◆ SOURCE ◆
How To Configure Inference Logging#

Introduction#

Once a model is deployed and starts making predictions as inference requests arrive, logging model inputs and predictions becomes essential to monitor the health of the model and take action if the model's performance degrades over time.

Hopsworks supports logging both inference requests and predictions as events to a Kafka topic for analysis.

Topic schemas vary depending on the serving tool. See below

GUI#

Step 1: Create new deployment#

If you have at least one model already trained and saved in the Model Registry, navigate to the deployments page by clicking on the Deployments tab on the navigation menu on the left.

Once in the deployments page, click on New deployment if there are not existing deployments or on Create new deployment at the top-right corner to open the deployment creation form.

Step 2: Go to advanced options#

A simplified creation form will appear including the most common deployment fields among all the configuration possible. Inference logging is part of the advanced options of a deployment. To navigate to the advanced creation form, click on Advanced options.

Advance options — Advanced options. Go to advanced deployment creation form

Step 3: Configure inference logging#

To enable inference logging, choose CREATE as Kafka topic name to create a new topic, or select an existing topic. If you prefer, you can disable inference logging by selecting NONE.

If you decide to create a new topic, select the number of partitions and number of replicas for your topic, or use the default values.

Inference logger in advanced deployment form — Inference logging configuration with a new kafka topic

If the deployment is created with KServe enabled, you can specify which inference logs you want to send to the Kafka topic (i.e., MODEL_INPUTS, PREDICTIONS or both)

Once you are done with the changes, click on Create new deployment at the bottom of the page to create the deployment for your model.

CODE#

Step 1: Connect to Hopsworks#

import hopsworks

project = hopsworks.login()

# get Hopsworks Model Registry handle
mr = project.get_model_registry()

# get Hopsworks Model Serving handle
ms = project.get_model_serving()

Step 2: Define an inference logger#

from hsml.inference_logger import InferenceLogger
from hsml.kafka_topic import KafkaTopic

new_topic = KafkaTopic(name="CREATE",
                       # optional
                       num_partitions=1,
                       num_replicas=1
                       )

my_logger = InferenceLogger(kafka_topic=new_topic, mode="ALL")

Use dict for simpler code

Similarly, you can create the same logger with:

my_logger = InferenceLogger(kafka_topic={"name": "CREATE"}, mode="ALL")

◆ EXTRACTED ENTRIES ◆
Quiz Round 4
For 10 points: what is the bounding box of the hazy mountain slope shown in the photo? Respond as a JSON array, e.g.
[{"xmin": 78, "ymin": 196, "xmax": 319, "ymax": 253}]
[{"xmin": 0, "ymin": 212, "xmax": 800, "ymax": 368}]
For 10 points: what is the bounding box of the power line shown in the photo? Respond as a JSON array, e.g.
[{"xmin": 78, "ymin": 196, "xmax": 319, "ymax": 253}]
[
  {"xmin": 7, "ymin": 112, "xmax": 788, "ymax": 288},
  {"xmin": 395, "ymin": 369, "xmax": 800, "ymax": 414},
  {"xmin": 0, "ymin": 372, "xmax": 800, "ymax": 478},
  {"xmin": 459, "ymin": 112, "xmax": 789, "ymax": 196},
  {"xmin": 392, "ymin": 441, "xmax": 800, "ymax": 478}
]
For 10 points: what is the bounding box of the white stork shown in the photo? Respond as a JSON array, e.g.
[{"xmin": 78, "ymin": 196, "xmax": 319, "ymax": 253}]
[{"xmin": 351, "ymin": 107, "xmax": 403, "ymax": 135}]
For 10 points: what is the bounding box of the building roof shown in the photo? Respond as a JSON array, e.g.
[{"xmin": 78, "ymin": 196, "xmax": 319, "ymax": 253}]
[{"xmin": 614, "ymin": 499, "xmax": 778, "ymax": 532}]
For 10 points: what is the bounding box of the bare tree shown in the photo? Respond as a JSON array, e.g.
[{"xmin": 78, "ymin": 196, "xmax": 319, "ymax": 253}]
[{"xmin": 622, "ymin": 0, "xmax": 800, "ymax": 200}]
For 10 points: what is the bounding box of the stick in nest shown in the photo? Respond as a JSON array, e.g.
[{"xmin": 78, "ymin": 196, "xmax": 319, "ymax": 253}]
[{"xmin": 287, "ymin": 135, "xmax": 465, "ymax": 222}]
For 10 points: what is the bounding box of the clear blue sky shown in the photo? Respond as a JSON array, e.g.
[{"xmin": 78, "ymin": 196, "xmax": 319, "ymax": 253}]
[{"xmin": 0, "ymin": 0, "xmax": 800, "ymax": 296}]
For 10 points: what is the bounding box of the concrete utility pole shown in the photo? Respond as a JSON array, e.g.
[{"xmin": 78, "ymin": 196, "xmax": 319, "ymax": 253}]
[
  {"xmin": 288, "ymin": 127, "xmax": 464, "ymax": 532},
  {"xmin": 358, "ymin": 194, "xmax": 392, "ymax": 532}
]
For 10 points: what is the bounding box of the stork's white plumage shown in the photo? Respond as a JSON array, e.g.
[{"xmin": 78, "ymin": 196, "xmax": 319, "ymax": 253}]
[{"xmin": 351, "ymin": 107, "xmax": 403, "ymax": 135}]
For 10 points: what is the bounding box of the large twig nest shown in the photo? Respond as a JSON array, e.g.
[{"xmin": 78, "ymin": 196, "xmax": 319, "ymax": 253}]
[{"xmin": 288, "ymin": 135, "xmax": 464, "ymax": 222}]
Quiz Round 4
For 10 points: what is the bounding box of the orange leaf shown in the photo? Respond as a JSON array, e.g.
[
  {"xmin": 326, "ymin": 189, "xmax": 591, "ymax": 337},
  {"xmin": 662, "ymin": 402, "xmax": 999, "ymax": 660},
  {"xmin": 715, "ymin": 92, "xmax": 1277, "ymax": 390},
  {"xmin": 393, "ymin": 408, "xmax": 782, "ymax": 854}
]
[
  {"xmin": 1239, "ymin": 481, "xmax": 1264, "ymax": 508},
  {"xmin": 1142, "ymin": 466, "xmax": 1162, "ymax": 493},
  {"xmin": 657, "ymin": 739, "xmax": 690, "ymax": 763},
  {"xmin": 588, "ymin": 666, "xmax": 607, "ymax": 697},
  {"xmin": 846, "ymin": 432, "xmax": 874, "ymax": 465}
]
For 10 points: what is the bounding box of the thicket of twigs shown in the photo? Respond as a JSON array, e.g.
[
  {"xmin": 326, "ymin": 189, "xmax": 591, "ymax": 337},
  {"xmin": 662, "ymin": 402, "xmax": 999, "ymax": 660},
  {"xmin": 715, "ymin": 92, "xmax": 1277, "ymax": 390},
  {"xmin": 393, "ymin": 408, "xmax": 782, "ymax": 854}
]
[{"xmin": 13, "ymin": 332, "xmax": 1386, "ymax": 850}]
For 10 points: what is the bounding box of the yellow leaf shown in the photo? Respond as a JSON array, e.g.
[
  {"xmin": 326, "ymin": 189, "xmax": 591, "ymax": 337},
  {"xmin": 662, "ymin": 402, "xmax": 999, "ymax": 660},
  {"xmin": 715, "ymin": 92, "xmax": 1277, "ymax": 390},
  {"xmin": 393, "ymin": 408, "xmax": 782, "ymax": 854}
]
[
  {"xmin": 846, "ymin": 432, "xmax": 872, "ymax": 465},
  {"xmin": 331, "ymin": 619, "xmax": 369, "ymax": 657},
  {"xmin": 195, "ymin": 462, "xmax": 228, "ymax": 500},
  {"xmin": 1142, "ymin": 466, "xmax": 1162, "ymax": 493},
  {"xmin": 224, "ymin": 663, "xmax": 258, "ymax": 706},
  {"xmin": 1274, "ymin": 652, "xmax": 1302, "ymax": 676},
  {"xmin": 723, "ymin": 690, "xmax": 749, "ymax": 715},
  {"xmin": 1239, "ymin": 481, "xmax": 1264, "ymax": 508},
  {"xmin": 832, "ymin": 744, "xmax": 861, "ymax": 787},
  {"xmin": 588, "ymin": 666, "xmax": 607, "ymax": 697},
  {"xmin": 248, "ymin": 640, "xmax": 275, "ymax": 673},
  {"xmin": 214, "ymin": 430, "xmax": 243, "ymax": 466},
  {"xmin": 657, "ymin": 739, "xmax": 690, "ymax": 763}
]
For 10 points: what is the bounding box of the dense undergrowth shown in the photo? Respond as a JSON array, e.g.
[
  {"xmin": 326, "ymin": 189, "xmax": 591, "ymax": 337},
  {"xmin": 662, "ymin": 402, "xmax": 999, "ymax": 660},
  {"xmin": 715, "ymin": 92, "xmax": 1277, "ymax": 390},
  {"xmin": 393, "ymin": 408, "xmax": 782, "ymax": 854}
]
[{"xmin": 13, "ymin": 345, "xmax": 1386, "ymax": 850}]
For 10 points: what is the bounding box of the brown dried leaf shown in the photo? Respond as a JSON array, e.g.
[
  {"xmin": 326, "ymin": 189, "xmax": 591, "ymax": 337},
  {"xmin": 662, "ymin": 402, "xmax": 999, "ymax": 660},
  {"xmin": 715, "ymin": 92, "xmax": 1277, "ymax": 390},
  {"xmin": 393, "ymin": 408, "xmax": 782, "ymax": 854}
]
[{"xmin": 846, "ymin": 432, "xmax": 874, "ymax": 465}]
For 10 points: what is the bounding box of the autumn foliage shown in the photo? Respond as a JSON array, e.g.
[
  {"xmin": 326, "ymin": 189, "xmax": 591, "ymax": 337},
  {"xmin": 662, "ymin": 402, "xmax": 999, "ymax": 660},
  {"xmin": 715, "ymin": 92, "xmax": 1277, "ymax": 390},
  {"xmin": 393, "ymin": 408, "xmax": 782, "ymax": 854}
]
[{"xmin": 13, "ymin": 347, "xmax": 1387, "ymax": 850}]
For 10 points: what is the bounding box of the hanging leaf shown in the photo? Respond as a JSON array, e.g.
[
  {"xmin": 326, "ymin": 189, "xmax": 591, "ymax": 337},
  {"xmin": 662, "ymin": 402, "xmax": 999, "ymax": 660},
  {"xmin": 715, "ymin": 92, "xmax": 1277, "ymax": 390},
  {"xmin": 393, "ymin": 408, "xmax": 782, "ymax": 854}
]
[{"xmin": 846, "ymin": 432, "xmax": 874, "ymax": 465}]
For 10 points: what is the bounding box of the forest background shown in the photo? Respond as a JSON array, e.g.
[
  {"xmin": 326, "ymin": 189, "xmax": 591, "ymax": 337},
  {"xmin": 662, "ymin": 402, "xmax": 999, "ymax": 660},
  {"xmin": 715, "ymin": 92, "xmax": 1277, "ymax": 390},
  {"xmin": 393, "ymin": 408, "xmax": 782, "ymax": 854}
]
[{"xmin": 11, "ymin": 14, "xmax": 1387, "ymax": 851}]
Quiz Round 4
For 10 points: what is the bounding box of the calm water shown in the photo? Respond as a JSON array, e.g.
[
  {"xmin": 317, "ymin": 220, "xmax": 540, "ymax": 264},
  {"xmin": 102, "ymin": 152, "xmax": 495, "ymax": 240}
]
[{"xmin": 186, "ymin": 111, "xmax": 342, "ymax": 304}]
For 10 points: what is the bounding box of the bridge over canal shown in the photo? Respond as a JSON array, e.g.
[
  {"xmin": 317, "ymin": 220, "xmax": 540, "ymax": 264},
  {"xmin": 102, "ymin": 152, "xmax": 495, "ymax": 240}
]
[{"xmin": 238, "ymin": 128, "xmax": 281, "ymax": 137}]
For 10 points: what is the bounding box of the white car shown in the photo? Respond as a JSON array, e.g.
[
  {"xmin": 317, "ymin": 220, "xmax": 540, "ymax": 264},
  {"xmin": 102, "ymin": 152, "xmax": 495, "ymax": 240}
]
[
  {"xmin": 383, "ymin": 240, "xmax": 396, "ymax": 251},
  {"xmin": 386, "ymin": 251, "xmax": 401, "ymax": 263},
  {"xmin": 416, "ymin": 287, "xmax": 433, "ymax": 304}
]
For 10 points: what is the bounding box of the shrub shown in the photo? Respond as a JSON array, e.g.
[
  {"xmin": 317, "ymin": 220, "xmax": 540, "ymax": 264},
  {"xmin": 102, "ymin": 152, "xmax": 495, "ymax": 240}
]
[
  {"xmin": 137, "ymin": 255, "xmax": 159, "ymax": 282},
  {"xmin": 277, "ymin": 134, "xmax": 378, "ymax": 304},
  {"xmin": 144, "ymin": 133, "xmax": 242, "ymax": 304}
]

◆ DIRECTIONS FOR THIS TASK ◆
Pick up the guide on configuring inference logging right after its last line, the dict version of the logger. You won't need the lines.

◆ EXPECTED ANSWER ◆
Step 3: Create a deployment with the inference logger#

my_model = mr.get_model("my_model", version=1)

my_predictor = ms.create_predictor(my_model,
                                   inference_logger=my_logger
                                   )
my_predictor.deploy()

# or

my_deployment = ms.create_deployment(my_predictor)
my_deployment.save()

API Reference#

Inference Logger

Topic schema#

The schema of Kafka events varies depending on the serving tool. In KServe deployments, model inputs and predictions are logged in separate events, but sharing the same requestId field. In non-KServe deployments, the same event contains both the model input and prediction related to the same inference request.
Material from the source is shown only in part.